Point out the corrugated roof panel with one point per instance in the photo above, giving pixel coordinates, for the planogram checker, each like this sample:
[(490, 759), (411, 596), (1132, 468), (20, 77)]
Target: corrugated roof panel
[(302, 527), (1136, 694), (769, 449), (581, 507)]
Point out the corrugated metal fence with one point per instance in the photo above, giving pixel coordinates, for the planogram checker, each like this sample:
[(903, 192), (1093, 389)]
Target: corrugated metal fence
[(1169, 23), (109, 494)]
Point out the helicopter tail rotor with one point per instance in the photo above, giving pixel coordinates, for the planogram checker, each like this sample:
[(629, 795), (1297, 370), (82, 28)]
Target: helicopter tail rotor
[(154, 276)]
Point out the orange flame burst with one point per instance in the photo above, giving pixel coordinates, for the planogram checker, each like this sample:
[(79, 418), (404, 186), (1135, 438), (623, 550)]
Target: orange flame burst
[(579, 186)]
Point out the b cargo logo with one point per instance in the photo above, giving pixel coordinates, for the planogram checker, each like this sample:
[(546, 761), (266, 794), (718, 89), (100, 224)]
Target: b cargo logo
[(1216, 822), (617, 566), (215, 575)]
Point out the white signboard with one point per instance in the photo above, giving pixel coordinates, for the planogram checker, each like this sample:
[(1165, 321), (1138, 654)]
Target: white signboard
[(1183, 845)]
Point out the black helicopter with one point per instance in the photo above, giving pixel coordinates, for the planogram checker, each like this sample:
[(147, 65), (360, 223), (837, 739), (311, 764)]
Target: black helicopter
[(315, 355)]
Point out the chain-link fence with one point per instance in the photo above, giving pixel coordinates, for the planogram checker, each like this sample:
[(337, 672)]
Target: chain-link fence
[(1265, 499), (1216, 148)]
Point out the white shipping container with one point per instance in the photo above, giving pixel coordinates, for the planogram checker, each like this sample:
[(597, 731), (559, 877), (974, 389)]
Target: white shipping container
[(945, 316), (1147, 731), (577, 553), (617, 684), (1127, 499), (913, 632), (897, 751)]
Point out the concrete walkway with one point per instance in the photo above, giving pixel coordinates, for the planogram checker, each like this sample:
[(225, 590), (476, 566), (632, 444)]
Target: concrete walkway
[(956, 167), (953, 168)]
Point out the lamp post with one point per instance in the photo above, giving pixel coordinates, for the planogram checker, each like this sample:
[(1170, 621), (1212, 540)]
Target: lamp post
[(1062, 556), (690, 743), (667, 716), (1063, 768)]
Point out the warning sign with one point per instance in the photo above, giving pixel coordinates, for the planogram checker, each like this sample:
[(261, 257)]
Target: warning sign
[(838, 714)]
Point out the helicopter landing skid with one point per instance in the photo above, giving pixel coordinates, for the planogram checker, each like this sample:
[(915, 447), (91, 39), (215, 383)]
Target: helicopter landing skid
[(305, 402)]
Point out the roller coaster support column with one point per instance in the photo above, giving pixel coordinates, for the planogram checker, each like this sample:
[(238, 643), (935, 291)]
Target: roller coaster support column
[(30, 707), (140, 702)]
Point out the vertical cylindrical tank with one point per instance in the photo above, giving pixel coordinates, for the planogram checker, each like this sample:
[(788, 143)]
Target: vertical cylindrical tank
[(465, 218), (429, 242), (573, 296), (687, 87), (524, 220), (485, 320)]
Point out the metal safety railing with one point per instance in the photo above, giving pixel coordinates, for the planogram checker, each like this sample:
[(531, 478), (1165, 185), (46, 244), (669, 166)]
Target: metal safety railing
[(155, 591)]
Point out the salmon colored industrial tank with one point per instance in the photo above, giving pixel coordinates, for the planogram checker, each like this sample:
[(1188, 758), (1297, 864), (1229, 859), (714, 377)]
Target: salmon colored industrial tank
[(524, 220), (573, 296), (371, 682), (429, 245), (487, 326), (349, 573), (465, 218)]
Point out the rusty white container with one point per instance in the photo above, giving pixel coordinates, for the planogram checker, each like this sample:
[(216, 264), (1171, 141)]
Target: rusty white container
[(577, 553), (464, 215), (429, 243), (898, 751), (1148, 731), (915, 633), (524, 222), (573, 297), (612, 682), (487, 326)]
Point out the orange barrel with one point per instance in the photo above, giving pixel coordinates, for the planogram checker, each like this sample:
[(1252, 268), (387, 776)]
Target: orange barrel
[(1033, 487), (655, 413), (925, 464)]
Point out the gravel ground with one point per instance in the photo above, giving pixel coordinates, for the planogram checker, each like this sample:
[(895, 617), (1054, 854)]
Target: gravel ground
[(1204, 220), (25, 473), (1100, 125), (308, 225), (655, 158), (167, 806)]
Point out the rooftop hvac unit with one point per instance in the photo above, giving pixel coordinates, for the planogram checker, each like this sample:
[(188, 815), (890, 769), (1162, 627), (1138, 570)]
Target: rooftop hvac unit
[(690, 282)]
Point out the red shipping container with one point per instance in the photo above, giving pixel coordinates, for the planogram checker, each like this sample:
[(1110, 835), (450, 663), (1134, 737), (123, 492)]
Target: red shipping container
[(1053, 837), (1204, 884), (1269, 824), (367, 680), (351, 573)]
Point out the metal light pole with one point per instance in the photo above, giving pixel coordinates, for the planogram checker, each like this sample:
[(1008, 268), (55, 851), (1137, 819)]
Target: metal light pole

• • • •

§ Task requirements
Replace "warning sign" with "caution sign" in everything from the line containing "Point out the warning" down to the line containing "[(838, 714)]", and give those lines again with nothing else changed.

§ Final answer
Point out the caution sign with one point per instance in the photo above, giving pixel coordinates, for the planogram checker, each like this sample:
[(261, 257)]
Target: caution sign
[(838, 714)]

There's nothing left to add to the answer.